▸ EXCERPTED PASSAGE
- - -

When it came to educational ideals, again the teachers claimed autonomy, saying that no one really understood what they were doing, that pedagogical discussions were totally missing and that the foundation of the program was “the idea of popular education”:

However, the original idea that Irene and I have created by ourselves and which is the foundation of the whole [program] is the idea of popular education,(…). Some are good at singing, some at dancing, some at acting, some are younger, and some older, and then they start to help each other. So we are mirrors and guides, but after a while, they begin to stay and support each other and help, and together it becomes something new. Moreover, then, now they help the new group so the family are growing and of course we use the network we have built, to introduce them to come into television or film or theatre or dance

To achieve legitimacy, the initiators point out that the program is a collective endeavour and to cooperation as fundamental to the idea of popular education.

All in all, the development of the theatre program were strongly dependent on the international network upheld by the two initiators, and also dependent on the link

established between the two adult education institutions as the headmaster were recruited from the one to the other. As people were made redundant when the program was

launched, the question of legitimacy was important to deal with. The teachers’ translation of buildung points out cooperation and the collective aspect of the education as central parts, situating the program in the midst of the schools ideological tradition.

- - -

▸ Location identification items
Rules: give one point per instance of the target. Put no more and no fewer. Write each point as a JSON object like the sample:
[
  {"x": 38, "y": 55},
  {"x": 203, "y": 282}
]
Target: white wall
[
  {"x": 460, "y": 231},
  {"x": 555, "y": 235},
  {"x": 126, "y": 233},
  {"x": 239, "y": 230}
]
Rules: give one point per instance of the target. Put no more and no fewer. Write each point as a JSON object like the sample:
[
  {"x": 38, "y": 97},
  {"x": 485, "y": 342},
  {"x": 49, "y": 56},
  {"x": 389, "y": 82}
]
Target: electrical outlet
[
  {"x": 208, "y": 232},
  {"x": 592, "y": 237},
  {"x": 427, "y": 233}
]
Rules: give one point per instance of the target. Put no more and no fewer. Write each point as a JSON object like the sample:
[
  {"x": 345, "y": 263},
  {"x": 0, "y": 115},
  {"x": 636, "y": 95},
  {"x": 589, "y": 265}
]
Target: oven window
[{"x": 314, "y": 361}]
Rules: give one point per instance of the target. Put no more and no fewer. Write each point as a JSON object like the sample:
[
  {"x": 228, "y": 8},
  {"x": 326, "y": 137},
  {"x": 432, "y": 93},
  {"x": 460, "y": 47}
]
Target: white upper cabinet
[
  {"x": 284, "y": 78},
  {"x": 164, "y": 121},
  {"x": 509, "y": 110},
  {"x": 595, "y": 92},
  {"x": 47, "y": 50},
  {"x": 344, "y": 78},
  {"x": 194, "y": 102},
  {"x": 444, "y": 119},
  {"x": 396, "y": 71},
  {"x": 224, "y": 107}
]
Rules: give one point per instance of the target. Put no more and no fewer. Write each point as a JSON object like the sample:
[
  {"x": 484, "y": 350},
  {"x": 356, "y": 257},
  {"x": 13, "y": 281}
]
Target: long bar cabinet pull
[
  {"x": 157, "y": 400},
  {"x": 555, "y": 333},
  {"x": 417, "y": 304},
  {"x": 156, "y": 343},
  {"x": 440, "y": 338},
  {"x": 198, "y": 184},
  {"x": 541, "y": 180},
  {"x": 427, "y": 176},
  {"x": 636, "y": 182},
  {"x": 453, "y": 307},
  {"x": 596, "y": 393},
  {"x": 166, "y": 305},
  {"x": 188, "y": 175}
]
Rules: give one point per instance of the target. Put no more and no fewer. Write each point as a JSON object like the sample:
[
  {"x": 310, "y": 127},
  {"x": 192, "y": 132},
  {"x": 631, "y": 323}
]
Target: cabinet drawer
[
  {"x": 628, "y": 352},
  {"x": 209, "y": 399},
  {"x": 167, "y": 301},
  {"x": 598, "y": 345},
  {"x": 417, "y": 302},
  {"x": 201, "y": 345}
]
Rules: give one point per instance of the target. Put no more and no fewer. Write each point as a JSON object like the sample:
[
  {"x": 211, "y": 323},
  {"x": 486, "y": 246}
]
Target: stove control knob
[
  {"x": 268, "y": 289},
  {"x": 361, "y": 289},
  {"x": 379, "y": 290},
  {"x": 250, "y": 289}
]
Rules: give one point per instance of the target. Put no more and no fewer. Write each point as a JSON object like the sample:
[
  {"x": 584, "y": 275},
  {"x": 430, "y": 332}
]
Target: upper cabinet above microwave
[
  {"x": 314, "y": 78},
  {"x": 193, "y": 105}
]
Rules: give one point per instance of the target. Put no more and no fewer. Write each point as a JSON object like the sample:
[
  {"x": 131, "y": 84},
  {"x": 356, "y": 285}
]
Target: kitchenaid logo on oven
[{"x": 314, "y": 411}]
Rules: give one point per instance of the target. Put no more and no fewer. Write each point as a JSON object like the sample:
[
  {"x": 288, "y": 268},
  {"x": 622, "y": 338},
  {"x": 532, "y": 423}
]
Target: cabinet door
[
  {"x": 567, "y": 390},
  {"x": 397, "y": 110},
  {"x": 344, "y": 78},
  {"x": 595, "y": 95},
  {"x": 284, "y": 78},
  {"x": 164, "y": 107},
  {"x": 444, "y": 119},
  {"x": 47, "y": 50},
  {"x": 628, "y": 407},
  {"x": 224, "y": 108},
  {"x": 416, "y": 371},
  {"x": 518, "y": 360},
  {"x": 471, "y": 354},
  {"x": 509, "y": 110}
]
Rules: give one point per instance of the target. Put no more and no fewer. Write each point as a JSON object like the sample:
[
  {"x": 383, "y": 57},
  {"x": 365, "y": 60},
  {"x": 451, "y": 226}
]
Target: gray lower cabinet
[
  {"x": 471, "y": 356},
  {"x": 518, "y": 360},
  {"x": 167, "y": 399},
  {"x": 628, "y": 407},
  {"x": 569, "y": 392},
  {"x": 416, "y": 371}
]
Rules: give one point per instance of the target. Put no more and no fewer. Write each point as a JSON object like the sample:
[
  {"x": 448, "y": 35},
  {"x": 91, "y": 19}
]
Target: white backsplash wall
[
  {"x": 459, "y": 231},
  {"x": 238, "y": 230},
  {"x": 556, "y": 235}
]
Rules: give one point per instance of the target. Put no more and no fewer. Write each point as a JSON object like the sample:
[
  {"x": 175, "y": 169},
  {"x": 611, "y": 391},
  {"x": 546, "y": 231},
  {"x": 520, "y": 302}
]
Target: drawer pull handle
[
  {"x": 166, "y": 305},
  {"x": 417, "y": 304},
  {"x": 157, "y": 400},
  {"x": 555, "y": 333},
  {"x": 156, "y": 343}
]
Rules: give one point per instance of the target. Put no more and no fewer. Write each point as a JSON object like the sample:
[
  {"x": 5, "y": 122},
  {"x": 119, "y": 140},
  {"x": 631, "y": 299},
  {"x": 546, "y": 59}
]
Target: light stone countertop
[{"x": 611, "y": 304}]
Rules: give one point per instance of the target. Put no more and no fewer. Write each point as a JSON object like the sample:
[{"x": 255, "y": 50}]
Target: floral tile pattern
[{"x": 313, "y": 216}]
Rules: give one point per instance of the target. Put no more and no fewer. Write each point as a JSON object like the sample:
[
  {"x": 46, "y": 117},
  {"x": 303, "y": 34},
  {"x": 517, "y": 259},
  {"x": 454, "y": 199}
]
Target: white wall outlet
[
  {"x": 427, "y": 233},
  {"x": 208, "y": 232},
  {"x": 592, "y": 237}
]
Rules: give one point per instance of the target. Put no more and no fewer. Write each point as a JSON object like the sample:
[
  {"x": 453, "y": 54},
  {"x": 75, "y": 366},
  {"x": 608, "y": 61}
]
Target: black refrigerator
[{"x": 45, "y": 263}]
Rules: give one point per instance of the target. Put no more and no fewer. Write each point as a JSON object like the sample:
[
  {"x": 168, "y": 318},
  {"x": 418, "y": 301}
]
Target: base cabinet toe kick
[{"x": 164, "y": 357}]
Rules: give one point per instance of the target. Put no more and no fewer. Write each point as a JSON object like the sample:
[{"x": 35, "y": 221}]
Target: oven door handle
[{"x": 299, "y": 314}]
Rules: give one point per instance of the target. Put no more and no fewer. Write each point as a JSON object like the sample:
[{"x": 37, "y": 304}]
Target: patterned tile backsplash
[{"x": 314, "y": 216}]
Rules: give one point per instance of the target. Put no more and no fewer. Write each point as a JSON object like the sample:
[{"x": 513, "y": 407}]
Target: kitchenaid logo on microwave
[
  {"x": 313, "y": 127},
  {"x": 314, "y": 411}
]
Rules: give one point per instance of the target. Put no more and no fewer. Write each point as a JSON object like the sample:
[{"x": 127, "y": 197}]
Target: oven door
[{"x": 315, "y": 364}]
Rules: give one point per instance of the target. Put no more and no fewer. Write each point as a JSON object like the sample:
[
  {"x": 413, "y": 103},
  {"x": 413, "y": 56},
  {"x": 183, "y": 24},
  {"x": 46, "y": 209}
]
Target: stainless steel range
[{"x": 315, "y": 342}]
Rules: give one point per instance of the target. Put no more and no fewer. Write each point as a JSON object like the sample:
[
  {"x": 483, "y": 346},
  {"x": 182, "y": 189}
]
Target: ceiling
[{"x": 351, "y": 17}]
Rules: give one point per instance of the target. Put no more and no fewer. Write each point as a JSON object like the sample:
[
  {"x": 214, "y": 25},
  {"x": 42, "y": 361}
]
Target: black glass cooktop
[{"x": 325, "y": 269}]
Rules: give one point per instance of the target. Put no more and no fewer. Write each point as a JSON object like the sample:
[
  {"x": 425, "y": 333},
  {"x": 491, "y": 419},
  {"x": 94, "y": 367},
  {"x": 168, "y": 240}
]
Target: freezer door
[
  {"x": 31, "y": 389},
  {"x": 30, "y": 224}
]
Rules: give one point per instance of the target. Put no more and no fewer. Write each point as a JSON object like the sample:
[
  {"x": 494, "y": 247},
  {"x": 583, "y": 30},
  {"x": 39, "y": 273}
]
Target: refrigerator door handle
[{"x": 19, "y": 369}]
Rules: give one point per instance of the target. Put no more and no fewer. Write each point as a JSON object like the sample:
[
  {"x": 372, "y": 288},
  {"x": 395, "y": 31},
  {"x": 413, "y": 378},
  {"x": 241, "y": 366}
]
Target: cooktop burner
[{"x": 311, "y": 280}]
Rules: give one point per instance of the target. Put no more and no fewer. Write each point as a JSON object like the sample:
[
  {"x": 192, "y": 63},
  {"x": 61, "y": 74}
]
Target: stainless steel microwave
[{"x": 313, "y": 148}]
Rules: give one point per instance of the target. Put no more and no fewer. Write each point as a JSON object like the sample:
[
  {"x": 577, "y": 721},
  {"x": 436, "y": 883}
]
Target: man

- - -

▸ DIRECTIONS
Turn the paragraph of the theatre program passage that starts with "However, the original idea that Irene and I" into a short bulleted list that keeps its main facts.

▸ TASK OUTPUT
- The whole program rests on the idea of popular education, which the speaker and Irene created themselves.
- Participants differ: some are good at singing, some at dancing, some at acting, and they vary in age.
- They begin to help each other, with the speaker and Irene acting as mirrors and guides.
- After a while, participants stay on, support each other, and together it becomes something new.
- They now help the new group, so the "family" keeps growing.
- The network the speaker and Irene have built is used to introduce participants to television, film, theater or dance.